(Source data)
===============
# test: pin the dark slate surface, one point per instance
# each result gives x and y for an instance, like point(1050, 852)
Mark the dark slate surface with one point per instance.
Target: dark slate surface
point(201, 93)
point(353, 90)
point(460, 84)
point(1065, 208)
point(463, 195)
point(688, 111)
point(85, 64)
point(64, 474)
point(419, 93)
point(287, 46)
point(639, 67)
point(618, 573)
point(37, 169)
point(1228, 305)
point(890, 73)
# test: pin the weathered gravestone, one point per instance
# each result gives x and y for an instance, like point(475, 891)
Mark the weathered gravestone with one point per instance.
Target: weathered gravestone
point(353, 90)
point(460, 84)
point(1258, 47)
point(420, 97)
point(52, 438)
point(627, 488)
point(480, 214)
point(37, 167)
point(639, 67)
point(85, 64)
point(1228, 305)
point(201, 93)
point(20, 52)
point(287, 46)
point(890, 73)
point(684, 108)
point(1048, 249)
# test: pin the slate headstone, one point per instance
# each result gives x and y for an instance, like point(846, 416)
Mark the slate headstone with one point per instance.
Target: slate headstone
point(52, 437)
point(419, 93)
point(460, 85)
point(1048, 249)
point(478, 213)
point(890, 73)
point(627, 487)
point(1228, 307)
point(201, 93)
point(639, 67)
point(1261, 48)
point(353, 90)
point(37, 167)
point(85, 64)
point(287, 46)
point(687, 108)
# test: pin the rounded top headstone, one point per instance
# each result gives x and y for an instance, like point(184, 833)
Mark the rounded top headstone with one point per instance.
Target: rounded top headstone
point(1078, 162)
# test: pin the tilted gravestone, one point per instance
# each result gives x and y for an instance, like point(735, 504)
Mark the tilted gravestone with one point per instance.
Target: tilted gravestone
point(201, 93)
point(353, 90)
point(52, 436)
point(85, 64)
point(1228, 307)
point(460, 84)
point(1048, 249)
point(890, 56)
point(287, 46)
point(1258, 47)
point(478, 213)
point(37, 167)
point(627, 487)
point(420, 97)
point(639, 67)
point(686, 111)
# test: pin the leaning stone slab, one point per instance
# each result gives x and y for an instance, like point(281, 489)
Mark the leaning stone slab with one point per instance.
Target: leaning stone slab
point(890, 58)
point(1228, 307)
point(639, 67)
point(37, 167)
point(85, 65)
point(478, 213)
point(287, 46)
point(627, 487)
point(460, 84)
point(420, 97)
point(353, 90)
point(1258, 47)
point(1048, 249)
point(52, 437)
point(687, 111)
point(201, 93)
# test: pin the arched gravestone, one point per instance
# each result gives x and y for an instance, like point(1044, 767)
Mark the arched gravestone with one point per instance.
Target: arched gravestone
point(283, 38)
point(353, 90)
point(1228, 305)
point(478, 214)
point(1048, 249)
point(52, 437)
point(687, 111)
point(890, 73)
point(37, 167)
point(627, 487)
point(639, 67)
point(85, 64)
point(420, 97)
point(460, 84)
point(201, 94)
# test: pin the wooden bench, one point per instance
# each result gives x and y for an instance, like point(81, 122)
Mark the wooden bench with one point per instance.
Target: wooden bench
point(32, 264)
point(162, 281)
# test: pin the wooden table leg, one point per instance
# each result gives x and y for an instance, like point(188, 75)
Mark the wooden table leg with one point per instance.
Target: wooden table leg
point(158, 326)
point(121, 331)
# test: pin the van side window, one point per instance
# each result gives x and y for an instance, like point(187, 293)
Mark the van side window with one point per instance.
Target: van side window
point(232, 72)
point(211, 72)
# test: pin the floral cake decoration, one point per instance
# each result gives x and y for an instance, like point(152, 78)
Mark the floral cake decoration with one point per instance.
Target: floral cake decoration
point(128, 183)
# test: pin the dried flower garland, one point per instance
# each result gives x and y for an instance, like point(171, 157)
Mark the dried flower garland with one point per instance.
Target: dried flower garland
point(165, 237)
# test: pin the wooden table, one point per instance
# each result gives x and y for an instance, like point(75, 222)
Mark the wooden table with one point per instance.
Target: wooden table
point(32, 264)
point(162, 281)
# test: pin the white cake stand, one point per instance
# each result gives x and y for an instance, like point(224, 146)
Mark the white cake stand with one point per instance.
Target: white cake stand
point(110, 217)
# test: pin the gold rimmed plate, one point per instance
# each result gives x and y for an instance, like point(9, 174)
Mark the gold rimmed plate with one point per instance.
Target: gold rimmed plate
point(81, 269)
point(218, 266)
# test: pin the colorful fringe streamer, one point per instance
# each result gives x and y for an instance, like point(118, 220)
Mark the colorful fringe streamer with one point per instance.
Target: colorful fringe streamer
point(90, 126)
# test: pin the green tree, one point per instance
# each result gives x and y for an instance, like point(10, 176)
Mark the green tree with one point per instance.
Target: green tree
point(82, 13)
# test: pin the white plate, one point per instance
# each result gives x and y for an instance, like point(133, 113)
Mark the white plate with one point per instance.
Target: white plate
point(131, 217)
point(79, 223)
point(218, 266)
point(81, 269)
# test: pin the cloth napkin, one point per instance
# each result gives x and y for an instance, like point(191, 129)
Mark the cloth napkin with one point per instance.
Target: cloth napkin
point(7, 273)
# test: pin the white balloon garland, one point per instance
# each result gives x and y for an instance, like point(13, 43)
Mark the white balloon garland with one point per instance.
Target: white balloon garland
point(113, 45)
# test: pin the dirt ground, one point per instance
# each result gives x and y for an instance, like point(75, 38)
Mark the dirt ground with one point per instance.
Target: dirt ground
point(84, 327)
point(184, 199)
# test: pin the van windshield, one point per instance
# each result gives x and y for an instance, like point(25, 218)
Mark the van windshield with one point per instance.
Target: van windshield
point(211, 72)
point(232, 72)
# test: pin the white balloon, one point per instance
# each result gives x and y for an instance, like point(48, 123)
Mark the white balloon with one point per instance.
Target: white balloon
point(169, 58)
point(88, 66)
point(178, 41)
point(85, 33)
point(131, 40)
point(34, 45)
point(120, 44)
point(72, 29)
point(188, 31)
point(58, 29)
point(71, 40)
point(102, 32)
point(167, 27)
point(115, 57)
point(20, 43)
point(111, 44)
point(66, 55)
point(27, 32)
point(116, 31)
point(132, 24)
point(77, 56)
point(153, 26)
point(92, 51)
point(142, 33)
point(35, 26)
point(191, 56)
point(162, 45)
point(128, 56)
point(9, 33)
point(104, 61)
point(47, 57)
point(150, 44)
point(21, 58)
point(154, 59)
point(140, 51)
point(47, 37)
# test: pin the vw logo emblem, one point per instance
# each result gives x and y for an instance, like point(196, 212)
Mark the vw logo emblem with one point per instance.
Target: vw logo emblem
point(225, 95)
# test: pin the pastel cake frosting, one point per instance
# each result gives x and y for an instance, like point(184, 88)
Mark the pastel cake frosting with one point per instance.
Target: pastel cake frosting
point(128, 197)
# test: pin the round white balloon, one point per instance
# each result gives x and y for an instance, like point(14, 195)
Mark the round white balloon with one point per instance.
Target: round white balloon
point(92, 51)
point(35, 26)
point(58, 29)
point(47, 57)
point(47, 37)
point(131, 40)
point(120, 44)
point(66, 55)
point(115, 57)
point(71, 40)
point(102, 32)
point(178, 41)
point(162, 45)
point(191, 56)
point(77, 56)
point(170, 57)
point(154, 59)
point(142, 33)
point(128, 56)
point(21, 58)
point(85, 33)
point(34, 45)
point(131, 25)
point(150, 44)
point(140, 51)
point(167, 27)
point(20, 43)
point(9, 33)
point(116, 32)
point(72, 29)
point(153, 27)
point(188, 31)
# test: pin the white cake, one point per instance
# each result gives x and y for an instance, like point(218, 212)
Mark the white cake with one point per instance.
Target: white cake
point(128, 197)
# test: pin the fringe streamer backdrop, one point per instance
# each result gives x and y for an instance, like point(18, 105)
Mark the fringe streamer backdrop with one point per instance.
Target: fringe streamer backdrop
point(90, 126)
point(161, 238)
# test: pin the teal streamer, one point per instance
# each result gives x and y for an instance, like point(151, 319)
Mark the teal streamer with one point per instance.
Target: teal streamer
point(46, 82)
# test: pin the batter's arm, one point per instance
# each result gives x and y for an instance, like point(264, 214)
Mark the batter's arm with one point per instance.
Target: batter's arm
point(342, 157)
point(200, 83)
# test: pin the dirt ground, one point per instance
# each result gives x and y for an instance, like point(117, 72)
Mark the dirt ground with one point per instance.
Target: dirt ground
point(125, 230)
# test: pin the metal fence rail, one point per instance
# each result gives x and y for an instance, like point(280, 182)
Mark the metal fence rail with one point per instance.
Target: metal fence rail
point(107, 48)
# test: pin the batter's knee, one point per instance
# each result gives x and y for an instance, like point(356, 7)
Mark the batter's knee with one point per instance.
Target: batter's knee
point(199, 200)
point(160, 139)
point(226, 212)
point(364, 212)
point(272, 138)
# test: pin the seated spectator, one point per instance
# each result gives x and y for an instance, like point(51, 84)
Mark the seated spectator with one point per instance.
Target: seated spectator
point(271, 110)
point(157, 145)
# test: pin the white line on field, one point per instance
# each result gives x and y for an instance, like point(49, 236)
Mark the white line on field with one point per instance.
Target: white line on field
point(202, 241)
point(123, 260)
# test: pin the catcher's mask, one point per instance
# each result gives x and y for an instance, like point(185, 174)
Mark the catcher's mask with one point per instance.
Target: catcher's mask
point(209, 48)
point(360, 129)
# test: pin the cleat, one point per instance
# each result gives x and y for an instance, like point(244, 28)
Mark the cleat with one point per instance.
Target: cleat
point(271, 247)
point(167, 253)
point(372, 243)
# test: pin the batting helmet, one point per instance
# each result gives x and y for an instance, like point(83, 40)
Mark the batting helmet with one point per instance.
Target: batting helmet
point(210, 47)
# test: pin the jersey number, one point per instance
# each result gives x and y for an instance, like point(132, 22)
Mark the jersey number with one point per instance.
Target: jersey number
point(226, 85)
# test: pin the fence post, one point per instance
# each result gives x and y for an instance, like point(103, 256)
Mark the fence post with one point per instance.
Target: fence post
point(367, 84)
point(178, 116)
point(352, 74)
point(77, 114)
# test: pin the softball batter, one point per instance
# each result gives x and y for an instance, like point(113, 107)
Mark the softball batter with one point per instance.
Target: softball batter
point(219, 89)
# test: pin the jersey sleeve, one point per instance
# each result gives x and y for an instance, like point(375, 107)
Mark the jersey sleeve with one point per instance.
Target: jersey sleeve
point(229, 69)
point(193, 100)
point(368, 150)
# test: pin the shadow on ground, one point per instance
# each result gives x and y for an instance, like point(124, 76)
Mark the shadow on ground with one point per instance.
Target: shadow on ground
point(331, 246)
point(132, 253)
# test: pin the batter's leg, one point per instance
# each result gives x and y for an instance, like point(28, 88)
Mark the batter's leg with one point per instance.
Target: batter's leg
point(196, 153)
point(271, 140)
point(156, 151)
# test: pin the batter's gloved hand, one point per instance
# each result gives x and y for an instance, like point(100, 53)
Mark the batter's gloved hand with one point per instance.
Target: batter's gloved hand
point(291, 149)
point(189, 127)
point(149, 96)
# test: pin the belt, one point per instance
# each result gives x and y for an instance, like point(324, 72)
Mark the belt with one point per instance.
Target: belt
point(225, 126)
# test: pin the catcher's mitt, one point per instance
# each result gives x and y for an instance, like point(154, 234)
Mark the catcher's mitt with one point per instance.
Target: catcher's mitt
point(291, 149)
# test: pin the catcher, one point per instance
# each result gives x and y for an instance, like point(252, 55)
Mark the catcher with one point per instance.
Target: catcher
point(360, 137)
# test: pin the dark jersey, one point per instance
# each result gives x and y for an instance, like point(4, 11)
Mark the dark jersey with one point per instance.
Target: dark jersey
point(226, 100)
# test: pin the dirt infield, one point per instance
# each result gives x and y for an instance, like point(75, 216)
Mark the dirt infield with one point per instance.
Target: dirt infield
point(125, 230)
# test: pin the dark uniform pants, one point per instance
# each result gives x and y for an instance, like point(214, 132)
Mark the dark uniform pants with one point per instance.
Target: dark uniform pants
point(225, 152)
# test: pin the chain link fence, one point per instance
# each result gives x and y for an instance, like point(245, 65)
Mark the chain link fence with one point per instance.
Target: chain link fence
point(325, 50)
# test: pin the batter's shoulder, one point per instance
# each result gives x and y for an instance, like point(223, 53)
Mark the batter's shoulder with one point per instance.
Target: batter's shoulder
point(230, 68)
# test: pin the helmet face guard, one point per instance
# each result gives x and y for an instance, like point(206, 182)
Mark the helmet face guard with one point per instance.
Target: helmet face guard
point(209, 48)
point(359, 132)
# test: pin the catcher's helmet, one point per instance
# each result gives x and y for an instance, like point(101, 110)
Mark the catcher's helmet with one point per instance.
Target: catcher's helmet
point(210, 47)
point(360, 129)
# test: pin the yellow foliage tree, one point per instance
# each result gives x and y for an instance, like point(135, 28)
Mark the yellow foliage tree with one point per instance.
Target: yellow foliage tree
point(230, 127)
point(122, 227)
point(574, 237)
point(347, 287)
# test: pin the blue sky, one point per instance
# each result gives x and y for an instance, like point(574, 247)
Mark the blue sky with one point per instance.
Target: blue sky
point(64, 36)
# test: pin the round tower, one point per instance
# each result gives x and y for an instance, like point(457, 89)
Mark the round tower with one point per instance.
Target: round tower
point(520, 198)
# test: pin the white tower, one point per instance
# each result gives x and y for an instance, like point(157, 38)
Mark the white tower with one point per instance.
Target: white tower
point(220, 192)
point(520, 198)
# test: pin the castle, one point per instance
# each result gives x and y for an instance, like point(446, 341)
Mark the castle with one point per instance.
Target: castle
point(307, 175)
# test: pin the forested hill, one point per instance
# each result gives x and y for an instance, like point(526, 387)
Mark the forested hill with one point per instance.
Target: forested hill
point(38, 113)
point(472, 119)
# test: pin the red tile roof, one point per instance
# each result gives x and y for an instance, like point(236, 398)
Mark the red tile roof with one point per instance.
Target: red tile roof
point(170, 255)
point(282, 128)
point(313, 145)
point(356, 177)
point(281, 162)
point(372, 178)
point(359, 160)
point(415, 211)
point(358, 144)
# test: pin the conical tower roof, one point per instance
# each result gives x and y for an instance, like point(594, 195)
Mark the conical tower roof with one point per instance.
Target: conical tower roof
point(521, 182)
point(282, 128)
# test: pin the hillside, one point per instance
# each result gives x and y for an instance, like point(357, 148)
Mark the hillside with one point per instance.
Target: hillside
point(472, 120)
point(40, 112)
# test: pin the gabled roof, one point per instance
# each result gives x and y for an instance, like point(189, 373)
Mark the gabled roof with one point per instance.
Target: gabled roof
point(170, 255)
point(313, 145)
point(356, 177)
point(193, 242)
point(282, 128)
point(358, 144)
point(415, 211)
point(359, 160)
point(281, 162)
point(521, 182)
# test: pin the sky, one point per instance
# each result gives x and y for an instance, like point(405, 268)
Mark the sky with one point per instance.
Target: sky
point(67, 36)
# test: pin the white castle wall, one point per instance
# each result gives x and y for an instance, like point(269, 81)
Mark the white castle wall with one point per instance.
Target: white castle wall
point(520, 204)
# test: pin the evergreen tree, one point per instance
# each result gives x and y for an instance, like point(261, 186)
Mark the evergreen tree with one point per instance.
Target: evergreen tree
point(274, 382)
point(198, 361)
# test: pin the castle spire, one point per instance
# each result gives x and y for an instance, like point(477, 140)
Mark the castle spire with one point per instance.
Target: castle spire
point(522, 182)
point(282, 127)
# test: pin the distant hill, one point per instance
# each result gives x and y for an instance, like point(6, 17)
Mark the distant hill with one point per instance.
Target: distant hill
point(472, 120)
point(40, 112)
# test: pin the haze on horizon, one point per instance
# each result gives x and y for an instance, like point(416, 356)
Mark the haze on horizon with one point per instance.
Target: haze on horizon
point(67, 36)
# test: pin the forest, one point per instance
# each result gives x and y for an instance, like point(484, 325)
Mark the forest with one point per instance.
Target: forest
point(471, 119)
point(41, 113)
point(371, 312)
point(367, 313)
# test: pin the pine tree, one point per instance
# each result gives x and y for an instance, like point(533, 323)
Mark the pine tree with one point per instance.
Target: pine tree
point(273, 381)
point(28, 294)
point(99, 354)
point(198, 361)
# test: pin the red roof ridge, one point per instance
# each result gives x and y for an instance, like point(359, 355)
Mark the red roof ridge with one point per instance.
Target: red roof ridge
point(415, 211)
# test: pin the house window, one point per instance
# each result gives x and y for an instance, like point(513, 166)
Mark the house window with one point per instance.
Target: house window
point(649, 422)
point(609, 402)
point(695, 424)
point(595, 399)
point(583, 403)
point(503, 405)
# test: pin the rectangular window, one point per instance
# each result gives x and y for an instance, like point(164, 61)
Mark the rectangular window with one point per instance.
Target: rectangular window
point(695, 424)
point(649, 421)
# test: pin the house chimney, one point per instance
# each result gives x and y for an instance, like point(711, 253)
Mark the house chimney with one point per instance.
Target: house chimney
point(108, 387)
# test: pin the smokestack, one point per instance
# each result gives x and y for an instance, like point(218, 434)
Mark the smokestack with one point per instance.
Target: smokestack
===============
Reproduce word for word the lines of the records above, beginning at the first and ending with the line where "Mark the slate" appears, and nothing past it.

# test: pin the dark slate surface, one point per instance
# each result gives x and y for an instance, like point(1050, 852)
Mark the dark slate surface with one point per instance.
Target: dark slate surface
point(201, 93)
point(353, 90)
point(460, 84)
point(1065, 208)
point(463, 195)
point(688, 111)
point(85, 64)
point(64, 474)
point(419, 93)
point(287, 46)
point(639, 67)
point(618, 573)
point(37, 169)
point(1228, 305)
point(890, 73)
# test: pin the weathered gravestone, one point per instance
# each result gives x and y for an instance, like point(475, 891)
Mark the weathered gravestone with one point per instance.
Target: weathered gravestone
point(353, 90)
point(460, 84)
point(1258, 47)
point(420, 97)
point(52, 438)
point(627, 488)
point(480, 214)
point(37, 167)
point(639, 67)
point(85, 64)
point(1228, 305)
point(201, 93)
point(20, 52)
point(287, 46)
point(890, 73)
point(684, 108)
point(1048, 249)
# test: pin the slate headstone, one point per instance
# each result gives x and y for an instance, like point(846, 416)
Mark the slate headstone with one point per instance.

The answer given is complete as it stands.